[Items from a dataset]
____

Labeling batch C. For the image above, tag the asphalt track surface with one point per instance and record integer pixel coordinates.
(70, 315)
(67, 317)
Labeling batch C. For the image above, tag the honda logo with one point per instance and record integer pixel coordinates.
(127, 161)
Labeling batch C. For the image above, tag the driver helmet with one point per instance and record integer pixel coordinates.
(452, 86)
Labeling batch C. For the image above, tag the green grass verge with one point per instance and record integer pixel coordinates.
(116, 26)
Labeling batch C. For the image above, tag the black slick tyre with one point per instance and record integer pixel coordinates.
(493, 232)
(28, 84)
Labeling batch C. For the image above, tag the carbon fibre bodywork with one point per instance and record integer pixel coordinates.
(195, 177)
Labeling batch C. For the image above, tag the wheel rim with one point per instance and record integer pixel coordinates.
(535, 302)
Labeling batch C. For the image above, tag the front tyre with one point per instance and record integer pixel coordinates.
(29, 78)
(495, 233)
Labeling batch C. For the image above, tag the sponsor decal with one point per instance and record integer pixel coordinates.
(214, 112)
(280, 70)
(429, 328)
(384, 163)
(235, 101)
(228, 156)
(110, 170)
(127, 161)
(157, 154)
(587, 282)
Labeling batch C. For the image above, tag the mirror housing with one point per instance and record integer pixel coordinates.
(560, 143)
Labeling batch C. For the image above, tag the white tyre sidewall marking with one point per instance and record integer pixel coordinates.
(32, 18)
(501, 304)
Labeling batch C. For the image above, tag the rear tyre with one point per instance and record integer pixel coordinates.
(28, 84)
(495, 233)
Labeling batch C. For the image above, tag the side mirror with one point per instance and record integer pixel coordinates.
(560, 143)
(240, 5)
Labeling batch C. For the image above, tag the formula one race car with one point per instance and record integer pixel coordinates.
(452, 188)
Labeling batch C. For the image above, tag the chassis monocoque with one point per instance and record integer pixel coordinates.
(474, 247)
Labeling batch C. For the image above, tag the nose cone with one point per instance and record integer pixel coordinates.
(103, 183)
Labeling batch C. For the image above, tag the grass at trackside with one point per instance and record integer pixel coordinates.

____

What you are asked to do >> Give back, exactly and with nothing added, the lines from the line containing "Labeling batch C. For the image above, tag the mirror" through the final line of the records above, both of them included.

Written solution >>
Labeling batch C. For the image above, tag the mirror housing with one point per instance and record integer pixel coordinates.
(560, 143)
Labeling batch C. For the image above, tag the white tyre sidewall marking with one point per instance and record integer pixel coordinates.
(32, 18)
(501, 304)
Labeling batch C. For the image above, tag the rear tyre with one point per instance and record integer pixel coordinates.
(28, 84)
(495, 233)
Labeling batch C. For the image above, tag the side mirror with one point per instance and record integer pixel coordinates.
(560, 143)
(240, 5)
Labeling batch C. For the image above, tag the formula one race car with one point per instance and record integer pixel coordinates.
(452, 188)
Labeling batch C. For the image above, tag the chassis monocoque with one point per instance and record integer pixel coordinates.
(474, 247)
Labeling batch C. For the image above, tag the nose cone with one point per instance and record integer pixel coordinates.
(103, 183)
Labeling batch C. For the image above, tag the grass at trackside with one point per instance and record integer pixel coordinates.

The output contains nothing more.